---------- Text ----------

I have visited the Western Wall, David's proported tomb, Samuel's proported tomb, the airspace of the last supper, the Church of the Holy Sepulchre, around the Mount of Olives, Mary's proported tomb, and have learned about a great many more places, including the Dome of the Rock/the Temple Mount, where many people believe many things, including that Adam's dust came from the rock under it, Cain killed Abel there, Abraham almost sacrificed his son there, Solomon and Herod's temples stood there (and possibly Melchizedic's temple as well?), Mohammed ascended to heaven there, and thus it is a very important place . . . and it's few hundred yards from where I am typing this. Pretty crazy.
I also visited the Bejamin Plateau, where most of the Old Testament took place. We visited the vicinity where Jacob had a vision on the way to find his wife (Gen:28 . . . 10-19, I think. Read it and then the words to "Nearer my God to Thee," and imagine a large field with rocky plateaus all about, flocks of sheep every few miles, and a small city (Gibeon) nearby. "Bethel" is the modern city located on the ancient city "Beth'el" that Jacob named. Beth-el apparently means "near God," giving added meaning to the song. That is, I guess, a good example of the kinds of things we are learning on our field trips and in class.

----------

- Work order 1:
According to the text, what does Beth-el apparently mean?
- Work order 2:
Edit the stretch of the text from "I have visited" through "this. Pretty crazy." by replacing "Mount of Olives" with "Kidron Valley".
- Work order 3:
Whose purported tombs does the text say were visited?

---------- Extracted entries ----------

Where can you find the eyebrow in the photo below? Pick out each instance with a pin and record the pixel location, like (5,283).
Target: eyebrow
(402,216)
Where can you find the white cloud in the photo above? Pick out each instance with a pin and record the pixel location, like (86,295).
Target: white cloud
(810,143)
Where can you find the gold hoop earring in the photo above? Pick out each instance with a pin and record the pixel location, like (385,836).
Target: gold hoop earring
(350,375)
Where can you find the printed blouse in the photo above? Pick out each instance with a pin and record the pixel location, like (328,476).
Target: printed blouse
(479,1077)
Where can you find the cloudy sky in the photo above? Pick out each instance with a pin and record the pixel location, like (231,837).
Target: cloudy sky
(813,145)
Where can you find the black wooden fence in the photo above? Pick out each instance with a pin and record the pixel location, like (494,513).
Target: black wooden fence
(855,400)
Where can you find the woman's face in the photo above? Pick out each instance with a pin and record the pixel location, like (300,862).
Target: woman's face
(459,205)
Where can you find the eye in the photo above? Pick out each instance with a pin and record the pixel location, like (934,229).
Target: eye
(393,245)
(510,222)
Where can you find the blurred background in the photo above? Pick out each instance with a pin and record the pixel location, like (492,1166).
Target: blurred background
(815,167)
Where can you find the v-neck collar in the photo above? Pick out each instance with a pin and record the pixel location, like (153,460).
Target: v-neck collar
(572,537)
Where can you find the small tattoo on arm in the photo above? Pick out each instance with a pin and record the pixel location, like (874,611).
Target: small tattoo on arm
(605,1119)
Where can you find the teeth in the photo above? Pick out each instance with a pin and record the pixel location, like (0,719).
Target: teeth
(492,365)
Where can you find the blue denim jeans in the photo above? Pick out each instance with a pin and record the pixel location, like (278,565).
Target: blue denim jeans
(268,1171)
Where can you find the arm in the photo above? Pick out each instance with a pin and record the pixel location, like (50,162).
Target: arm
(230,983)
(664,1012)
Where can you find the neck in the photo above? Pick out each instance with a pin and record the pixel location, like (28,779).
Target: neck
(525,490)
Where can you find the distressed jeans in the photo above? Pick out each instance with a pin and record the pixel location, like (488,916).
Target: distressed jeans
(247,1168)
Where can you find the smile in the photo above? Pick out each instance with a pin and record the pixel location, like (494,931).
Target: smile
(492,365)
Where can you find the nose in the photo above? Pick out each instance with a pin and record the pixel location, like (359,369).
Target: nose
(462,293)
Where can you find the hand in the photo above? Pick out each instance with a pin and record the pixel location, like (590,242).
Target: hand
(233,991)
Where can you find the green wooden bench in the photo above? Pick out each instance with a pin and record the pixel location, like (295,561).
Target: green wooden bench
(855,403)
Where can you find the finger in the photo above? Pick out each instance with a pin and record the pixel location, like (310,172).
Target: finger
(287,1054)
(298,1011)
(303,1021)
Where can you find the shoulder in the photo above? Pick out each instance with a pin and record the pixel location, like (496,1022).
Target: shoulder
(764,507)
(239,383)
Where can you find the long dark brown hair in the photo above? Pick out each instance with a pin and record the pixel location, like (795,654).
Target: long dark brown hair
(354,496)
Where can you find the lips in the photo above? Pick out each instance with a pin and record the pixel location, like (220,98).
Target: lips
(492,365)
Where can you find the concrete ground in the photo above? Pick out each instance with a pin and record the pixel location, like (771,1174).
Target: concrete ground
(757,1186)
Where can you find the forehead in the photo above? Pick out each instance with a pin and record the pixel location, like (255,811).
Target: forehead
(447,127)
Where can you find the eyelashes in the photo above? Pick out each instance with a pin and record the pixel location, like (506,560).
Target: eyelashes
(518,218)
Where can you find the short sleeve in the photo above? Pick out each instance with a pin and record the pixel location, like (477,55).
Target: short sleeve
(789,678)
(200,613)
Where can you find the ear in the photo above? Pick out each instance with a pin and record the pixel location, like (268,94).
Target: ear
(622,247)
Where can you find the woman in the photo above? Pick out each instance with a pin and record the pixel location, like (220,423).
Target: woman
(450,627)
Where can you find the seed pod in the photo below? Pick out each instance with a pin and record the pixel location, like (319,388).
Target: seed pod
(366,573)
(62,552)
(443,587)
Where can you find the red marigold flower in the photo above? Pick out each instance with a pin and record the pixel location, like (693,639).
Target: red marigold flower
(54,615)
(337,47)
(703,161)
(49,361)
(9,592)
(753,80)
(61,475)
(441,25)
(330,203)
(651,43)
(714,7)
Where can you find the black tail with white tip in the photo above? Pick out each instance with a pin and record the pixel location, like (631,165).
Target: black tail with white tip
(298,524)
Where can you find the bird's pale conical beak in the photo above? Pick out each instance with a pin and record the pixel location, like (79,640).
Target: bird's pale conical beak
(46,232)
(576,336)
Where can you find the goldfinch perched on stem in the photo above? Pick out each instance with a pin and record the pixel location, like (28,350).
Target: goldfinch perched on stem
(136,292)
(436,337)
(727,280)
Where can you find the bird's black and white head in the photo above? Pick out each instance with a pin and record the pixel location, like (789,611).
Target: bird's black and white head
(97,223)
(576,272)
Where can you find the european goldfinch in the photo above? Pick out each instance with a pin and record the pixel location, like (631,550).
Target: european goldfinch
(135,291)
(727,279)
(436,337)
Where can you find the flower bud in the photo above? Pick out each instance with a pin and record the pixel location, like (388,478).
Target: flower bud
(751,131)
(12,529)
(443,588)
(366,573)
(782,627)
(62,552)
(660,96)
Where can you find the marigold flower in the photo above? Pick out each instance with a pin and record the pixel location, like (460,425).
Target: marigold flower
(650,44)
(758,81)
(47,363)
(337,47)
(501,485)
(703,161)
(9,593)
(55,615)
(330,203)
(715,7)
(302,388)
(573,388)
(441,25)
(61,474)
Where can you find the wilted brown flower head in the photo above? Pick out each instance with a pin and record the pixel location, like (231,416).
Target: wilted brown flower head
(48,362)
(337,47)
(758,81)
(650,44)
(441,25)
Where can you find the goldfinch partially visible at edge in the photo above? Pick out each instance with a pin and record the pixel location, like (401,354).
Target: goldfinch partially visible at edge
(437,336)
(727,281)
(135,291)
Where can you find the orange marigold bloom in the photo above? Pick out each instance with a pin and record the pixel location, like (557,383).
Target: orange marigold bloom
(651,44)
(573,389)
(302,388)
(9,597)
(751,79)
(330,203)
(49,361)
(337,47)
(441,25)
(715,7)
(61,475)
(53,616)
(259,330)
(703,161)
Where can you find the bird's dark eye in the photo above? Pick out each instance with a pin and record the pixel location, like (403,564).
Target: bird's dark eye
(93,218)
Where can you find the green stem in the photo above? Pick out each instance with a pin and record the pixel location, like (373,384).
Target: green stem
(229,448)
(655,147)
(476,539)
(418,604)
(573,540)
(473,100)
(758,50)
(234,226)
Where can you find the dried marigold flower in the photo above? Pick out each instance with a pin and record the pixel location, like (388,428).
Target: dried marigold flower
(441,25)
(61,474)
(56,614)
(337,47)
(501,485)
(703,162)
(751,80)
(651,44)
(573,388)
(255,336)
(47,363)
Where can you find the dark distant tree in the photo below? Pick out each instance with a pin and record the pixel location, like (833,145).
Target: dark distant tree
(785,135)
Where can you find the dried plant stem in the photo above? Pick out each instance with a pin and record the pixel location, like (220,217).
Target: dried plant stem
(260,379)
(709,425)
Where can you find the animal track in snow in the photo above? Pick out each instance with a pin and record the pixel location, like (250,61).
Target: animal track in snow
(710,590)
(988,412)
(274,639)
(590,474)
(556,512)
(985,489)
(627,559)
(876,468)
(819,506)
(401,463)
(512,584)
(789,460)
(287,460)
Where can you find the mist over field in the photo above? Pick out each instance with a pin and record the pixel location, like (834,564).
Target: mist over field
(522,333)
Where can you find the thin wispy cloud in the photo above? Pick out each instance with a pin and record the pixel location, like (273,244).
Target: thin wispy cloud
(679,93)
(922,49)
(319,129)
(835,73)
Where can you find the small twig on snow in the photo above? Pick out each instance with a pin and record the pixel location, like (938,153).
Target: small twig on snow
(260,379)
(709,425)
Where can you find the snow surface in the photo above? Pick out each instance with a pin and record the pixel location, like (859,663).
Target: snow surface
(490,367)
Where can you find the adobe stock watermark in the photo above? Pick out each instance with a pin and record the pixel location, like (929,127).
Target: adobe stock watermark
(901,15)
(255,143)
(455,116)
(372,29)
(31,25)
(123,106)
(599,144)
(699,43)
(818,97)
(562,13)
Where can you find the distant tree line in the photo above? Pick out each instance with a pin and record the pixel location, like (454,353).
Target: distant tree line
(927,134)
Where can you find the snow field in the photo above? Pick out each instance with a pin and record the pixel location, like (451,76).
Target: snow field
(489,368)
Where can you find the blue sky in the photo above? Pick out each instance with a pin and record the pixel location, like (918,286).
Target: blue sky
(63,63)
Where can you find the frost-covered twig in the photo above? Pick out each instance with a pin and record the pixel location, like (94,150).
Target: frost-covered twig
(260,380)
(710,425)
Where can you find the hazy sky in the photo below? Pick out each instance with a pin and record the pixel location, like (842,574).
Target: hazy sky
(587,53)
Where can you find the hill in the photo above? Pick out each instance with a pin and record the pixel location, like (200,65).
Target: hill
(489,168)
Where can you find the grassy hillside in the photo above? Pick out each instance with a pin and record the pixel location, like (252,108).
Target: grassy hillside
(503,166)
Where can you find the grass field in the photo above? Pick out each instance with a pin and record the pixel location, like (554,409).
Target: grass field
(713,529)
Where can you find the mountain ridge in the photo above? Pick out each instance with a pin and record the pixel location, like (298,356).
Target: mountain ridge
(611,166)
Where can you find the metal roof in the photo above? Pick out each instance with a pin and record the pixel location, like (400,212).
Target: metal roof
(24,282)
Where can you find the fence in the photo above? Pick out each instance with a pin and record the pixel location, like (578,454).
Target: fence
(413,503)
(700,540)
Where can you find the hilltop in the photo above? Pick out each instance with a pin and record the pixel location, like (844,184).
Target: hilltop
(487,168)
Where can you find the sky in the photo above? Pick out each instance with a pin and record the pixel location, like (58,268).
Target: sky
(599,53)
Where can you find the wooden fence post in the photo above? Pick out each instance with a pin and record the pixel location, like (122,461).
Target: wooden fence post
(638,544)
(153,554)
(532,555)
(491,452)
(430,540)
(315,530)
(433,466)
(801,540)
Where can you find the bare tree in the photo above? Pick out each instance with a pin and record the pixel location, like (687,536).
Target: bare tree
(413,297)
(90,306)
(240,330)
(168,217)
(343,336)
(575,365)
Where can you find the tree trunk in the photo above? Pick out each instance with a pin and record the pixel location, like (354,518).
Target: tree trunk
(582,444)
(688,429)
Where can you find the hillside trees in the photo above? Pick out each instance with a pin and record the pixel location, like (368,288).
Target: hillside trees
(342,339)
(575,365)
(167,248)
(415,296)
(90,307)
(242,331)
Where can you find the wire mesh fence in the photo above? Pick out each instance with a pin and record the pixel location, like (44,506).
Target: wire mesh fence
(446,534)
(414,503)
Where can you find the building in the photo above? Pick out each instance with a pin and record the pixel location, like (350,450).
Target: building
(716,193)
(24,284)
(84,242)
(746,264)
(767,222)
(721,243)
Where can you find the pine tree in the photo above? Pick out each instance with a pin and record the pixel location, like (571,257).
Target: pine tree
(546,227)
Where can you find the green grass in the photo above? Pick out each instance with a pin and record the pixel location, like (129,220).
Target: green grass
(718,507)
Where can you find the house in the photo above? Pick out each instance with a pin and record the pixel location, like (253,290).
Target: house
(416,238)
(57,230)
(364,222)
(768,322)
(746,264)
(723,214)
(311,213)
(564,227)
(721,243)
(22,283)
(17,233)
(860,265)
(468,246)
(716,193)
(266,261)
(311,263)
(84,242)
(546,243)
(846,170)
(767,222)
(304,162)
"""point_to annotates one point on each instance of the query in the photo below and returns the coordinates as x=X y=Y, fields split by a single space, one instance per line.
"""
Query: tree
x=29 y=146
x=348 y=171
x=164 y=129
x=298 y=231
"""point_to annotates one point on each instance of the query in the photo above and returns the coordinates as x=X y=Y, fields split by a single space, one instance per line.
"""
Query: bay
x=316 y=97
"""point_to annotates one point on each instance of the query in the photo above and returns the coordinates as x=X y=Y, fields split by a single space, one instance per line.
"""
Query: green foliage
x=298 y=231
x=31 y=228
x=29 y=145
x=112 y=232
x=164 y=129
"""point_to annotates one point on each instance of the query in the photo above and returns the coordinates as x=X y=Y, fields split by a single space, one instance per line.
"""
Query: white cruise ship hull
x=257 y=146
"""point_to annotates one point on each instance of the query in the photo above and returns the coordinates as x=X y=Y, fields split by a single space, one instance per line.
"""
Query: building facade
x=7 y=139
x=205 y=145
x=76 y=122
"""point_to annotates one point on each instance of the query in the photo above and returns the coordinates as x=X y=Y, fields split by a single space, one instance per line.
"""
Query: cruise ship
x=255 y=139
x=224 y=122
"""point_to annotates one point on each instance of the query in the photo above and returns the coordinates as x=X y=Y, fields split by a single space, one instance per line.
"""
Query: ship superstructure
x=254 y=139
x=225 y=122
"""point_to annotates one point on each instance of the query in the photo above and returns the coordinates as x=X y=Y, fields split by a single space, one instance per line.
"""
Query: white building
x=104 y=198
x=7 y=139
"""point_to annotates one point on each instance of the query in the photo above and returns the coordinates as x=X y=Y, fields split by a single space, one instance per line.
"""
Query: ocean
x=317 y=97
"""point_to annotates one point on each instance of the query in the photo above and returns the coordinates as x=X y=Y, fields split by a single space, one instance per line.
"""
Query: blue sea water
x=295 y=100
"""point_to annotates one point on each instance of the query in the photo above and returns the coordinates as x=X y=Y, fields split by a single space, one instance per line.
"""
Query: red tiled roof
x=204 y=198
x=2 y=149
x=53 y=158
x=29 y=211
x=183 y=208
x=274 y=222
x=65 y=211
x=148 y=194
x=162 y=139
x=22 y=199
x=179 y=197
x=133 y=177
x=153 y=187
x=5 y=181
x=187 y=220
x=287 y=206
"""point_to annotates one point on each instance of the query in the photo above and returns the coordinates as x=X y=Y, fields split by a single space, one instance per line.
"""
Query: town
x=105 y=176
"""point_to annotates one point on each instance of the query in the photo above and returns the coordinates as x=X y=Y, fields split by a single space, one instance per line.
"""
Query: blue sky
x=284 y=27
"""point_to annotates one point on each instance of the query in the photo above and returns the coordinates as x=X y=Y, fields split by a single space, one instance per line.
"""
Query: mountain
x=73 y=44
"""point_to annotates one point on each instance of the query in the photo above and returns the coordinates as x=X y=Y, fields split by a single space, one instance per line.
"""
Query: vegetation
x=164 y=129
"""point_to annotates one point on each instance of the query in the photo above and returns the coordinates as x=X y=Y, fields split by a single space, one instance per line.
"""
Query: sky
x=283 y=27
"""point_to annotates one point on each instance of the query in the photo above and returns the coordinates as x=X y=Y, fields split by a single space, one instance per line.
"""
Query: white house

----------

- Worked solution 1:
"Near God."

- Worked solution 2:
I have visited the Western Wall, David's proported tomb, Samuel's proported tomb, the airspace of the last supper, the Church of the Holy Sepulchre, around the Kidron Valley, Mary's proported tomb, and have learned about a great many more places, including the Dome of the Rock/the Temple Mount, where many people believe many things, including that Adam's dust came from the rock under it, Cain killed Abel there, Abraham almost sacrificed his son there, Solomon and Herod's temples stood there (and possibly Melchizedic's temple as well?), Mohammed ascended to heaven there, and thus it is a very important place . . . and it's few hundred yards from where I am typing this. Pretty crazy.

- Worked solution 3:
David's, Samuel's, and Mary's.